> _Required work_:
A: Reproduce the section of the AI risks text below word for word, starting at "In March 2022, an" and ending at "on video calls.".
B: Write the next part of the text on AI risks, picking up after its last sentence.

> _Document excerpt_:
A content distribution platform that uses AI-enabled recommendation algorithms can be used to prioritize content to manipulate emotions, beliefs, and behavior, sowing discord or undermining democratic institutions.
Scaling: AI enables adoption at unprecedented scale across sectors, organizations, and populations. Being able to analyze and leverage amounts of data that exceed human comprehension creates opportunities for new business models while also increasing the efficiency of existing models. But extreme scaling also creates the potential for rapid introduction and adoption of new systems and use cases that were not previously encountered, predicted, or evaluated. This risk is a direct result of AI analytics at a substantial scale; these connections would otherwise be lost in the volume of data and are resistant to manual analysis.
The combination of massive volumes of cell phone locations accumulated by cell phone location data aggregators (trillions per year) and AI analytics scaled to handle that volume presents threats to the security of people and critical infrastructure. This aggregation enables the identification of cell phones associated with regular visits to sensitive facilities as well as other geographic locations, including individuals’ homes, putting individuals and locations at risk of exposure and/or targeting.
Generative AI: The advancement and adoption of generative AI has and will result in unintended implications that cannot, by their nature, be known at the time of development. Text, voice, image, and/or video generation technology designed for entertainment purposes can be used to create information campaigns or deepfakes to spread misinformation and disinformation, incite political violence, and generally undermine public trust.
In March 2022, an edited and manipulated video of Ukraine President Zelenski surfaced, depicting him calling on Ukrainian soldiers to lay down their arms and surrender.
In September 2022, a former U.S. ambassador to Russia announced that he was being impersonated by deepfake technology that was sufficiently convincing to fool some Ukrainian officials on video calls.
Corrupted Data or Software: Large AI systems typically rely on external software components (e.g., open source) and data (e.g., from the internet). The prevalence of external software components and data in machine learning introduces risks of intentionally and unintentionally corrupted versions being unknowingly incorporated in critical systems. Only a small percentage of the data has to be corrupted or poisoned for the AI system to be affected. Additionally, the opaque nature of AI systems makes it difficult, if not impossible, to identify corrupted data or software during the development process.
Demonstrated effects of such data poisoning include a facial recognition system that is manipulated to include a “trigger,” such as an unusual hat, to perform not as intended (e.g, authorize access when not intended).
Open source libraries have been maliciously compromised, tricking users into downloading malicious code files.

> _Supplied information_:
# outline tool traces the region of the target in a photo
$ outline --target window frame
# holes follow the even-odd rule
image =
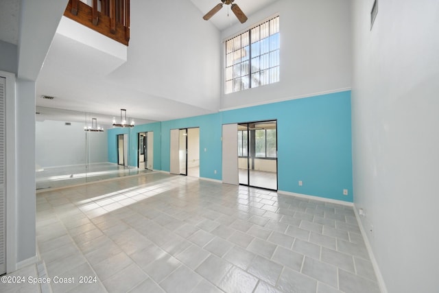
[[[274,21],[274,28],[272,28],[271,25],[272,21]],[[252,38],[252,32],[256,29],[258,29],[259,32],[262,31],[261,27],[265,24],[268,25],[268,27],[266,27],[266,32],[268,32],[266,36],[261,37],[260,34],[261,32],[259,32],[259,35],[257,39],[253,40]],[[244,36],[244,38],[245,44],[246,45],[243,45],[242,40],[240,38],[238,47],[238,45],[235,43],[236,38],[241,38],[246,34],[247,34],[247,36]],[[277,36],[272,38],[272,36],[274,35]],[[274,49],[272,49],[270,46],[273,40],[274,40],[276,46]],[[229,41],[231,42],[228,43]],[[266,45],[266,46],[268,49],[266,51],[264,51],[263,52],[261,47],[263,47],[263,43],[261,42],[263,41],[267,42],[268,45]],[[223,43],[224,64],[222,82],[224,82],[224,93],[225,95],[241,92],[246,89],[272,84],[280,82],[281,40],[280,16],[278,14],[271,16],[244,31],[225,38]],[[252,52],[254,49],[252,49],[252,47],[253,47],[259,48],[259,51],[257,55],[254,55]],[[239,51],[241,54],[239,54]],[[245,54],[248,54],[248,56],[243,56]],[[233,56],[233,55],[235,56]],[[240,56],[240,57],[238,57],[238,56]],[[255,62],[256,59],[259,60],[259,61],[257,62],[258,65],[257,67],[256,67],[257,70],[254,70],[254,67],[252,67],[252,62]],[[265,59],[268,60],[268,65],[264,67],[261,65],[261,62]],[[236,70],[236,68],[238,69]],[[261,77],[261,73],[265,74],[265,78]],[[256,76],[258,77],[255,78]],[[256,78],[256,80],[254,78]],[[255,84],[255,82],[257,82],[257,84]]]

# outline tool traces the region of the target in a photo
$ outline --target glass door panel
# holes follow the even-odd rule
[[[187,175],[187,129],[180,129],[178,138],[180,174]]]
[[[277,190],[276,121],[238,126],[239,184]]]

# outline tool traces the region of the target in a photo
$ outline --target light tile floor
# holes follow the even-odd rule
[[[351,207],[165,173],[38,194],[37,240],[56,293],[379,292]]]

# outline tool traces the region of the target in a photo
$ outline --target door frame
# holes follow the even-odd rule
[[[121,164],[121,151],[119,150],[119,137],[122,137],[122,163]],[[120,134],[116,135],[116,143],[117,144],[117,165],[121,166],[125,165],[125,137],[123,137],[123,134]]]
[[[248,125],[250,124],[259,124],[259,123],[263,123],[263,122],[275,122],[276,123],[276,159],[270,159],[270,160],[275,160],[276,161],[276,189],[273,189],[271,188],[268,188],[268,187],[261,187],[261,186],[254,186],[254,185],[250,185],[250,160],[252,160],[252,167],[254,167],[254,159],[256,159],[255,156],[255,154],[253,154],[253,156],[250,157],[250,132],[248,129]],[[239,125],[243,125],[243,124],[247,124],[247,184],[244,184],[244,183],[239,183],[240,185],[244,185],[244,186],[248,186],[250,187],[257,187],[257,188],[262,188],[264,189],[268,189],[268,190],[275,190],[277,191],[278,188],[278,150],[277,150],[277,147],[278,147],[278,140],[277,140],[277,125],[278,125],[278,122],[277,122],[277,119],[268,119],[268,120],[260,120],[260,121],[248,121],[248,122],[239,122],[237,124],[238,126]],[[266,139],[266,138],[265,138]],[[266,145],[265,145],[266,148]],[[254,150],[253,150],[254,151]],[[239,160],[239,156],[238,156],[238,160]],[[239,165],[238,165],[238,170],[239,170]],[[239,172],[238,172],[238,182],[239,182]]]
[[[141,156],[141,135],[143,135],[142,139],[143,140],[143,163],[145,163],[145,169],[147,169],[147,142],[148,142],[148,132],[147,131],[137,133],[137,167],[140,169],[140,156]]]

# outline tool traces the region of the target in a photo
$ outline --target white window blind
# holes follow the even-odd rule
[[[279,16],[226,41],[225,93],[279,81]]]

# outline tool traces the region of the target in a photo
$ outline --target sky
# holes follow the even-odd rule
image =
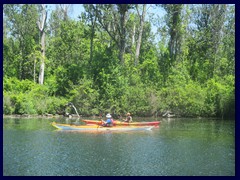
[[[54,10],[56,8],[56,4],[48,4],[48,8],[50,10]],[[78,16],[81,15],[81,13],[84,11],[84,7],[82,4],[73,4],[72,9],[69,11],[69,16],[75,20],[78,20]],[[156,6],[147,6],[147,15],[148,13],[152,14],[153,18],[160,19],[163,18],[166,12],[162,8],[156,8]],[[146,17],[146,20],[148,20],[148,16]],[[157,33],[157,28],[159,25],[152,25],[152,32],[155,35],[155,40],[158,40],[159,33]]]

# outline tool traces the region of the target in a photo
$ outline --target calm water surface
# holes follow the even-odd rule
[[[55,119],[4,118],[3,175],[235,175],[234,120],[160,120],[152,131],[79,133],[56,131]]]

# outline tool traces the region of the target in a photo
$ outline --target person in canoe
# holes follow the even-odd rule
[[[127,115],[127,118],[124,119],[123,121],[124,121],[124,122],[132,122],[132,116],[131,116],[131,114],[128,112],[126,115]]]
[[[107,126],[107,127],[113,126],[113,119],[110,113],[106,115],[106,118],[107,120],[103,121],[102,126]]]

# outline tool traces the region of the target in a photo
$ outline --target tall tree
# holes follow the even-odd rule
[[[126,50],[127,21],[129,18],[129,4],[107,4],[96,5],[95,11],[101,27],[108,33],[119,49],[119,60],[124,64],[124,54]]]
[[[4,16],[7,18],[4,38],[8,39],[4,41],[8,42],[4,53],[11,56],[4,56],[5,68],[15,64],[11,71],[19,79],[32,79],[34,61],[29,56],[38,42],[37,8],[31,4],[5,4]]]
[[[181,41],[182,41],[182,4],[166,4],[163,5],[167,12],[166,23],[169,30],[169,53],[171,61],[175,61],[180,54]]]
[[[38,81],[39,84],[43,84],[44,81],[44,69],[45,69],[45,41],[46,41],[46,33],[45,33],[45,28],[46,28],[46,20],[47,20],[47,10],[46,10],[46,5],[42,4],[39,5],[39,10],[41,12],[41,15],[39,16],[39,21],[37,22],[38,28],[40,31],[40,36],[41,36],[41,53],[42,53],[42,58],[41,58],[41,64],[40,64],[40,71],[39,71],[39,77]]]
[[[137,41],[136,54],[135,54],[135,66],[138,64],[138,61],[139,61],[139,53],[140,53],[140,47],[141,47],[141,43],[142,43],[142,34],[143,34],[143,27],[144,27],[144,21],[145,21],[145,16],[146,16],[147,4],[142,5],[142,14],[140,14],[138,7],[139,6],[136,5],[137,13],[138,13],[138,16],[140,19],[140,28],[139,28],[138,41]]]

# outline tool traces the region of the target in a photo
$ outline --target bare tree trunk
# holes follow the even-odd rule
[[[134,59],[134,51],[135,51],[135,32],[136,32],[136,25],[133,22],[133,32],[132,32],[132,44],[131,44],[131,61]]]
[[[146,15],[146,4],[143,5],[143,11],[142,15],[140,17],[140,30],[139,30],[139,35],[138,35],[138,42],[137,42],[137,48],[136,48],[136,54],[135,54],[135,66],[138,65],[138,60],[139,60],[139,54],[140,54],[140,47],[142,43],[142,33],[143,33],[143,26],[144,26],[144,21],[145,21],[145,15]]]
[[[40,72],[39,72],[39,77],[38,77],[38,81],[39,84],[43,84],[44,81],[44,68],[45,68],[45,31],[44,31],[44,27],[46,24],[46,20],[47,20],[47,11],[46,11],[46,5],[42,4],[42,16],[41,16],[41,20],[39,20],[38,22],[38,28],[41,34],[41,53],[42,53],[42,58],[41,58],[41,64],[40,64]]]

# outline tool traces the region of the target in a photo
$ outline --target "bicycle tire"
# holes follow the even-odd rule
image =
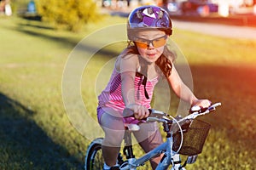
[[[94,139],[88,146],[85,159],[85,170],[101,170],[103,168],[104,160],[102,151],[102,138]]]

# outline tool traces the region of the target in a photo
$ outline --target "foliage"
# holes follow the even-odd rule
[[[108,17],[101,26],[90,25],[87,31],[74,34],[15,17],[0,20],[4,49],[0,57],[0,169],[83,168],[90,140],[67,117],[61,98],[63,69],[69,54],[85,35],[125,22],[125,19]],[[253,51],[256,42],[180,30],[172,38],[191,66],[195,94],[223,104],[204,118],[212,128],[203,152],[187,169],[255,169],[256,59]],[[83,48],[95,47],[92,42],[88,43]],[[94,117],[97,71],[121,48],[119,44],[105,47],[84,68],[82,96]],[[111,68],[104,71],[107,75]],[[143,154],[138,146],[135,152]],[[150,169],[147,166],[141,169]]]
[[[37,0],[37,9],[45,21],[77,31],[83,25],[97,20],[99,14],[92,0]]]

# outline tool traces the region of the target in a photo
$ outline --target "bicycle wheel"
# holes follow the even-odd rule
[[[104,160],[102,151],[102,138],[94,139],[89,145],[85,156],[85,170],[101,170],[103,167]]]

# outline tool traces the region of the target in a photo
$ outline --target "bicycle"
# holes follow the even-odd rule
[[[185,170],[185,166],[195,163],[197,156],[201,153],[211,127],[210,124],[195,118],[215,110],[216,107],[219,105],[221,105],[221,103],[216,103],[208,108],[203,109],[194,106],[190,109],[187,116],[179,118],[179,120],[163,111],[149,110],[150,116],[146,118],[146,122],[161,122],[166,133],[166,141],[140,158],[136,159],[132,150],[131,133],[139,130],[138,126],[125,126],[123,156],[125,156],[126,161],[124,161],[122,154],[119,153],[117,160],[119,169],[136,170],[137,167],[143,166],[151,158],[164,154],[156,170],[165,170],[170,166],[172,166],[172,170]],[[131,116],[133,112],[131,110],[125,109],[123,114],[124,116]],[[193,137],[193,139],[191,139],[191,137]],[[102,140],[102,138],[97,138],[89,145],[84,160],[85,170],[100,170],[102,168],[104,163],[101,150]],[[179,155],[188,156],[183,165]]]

> _The responses_:
A:
In March 2022, an edited and manipulated video of Ukraine President Zelenski surfaced, depicting him calling on Ukrainian soldiers to lay down their arms and surrender.
In September 2022, a former U.S. ambassador to Russia announced that he was being impersonated by deepfake technology that was sufficiently convincing to fool some Ukrainian officials on video calls.

B:
These examples illustrate how a seemingly benign AI system, designed with good intentions, by well-meaning people, can pose threats to national security. They also highlight the criticality of considering negative impacts to national security throughout the full lifecycle of a system from ideation to development, testing, deployment, and revision. Already, stakeholders have access to resources to assist with these considerations. These resources should be leveraged and built upon.
Applying the NIST AI RMF to Assess Risks to National Security
The National Institute of Standards and Technology (NIST) publicly released in January 2023 version 1.0 of the AI Risk Management Framework (AI RMF), and companion resources including a Playbook for navigating the framework. The Playbook provides ways to navigate and use the AI RMF, and includes suggested best practices and useful references for the four different functions of the AI RMF (Map, Measure, Manage, and Govern). As the Playbook notes, the Map function establishes the context to frame risks related to an AI system. Without contextual knowledge, and awareness of risks within the identified contexts, risk management is difficult to perform. Map is intended to enhance an organization’s ability to identify risks and broader contributing factors. The Map function is critically relevant to considering national security risks as it establishes the context to frame risks related to an AI system. This voluntary framework is designed to assist people and organizations in identifying and managing risks presented by AI systems – and in considering the broader impacts of AI systems throughout the entire system lifecycle. The AI RMF is designed to be sector agnostic and is not intended to present an exhaustive checklist for every possible risk that may be identified.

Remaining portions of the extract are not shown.